Stated goal: From the line that has "Annotation guideline: every instance of the yellow" down to the final line of the listing below, transcribe every line exactly, and only those.

Material for this exercise:

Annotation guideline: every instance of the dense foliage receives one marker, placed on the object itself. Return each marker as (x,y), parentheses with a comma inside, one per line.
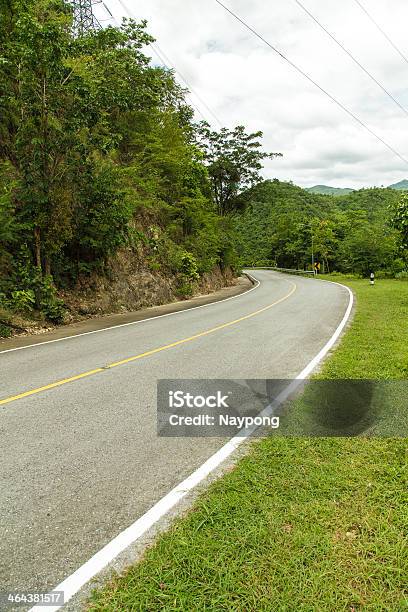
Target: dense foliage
(356,233)
(98,151)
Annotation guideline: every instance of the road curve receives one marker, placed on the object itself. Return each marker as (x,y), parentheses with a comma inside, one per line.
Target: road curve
(81,460)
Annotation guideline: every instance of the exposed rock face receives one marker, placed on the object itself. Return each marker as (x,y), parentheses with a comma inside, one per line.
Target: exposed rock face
(130,286)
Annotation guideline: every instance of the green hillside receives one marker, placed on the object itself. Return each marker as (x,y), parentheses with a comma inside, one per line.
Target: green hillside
(401,186)
(325,190)
(351,233)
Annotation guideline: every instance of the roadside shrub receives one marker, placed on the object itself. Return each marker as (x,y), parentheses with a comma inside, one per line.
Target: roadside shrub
(22,300)
(5,331)
(51,305)
(189,267)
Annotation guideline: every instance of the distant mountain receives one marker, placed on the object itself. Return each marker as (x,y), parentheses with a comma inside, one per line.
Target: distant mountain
(325,190)
(401,186)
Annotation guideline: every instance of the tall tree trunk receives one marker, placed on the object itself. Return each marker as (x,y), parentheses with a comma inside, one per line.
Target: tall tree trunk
(37,247)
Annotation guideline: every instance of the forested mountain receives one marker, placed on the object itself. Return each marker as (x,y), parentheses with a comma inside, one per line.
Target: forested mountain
(401,186)
(325,190)
(103,172)
(351,233)
(109,188)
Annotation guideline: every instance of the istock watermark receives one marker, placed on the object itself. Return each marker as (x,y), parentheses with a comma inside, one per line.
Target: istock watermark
(319,408)
(213,408)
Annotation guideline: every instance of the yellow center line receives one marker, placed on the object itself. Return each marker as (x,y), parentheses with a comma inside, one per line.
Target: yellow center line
(58,383)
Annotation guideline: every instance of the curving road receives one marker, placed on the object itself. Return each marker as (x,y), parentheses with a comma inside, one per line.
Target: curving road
(81,461)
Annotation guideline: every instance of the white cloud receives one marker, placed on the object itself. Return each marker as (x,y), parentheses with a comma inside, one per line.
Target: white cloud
(244,82)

Answer below:
Annotation guideline: every instance of the yellow center line receives one marker, placed on the object itself. Return each marker as (x,y), parentheses with a comma inside, one per line.
Target: yellow center line
(58,383)
Annotation guideline: every instance of the curving road receives one marker, placed on the object itself. Return each marker as (x,y), parentheses with a comma inside, one per line.
Target: curving road
(81,461)
Annotation guideline: every instance of the white cloud receives one marker, placed on the object itself. Return each marker as (x,y), parentheses with a comma inside, one per line.
Target: white cloud
(244,82)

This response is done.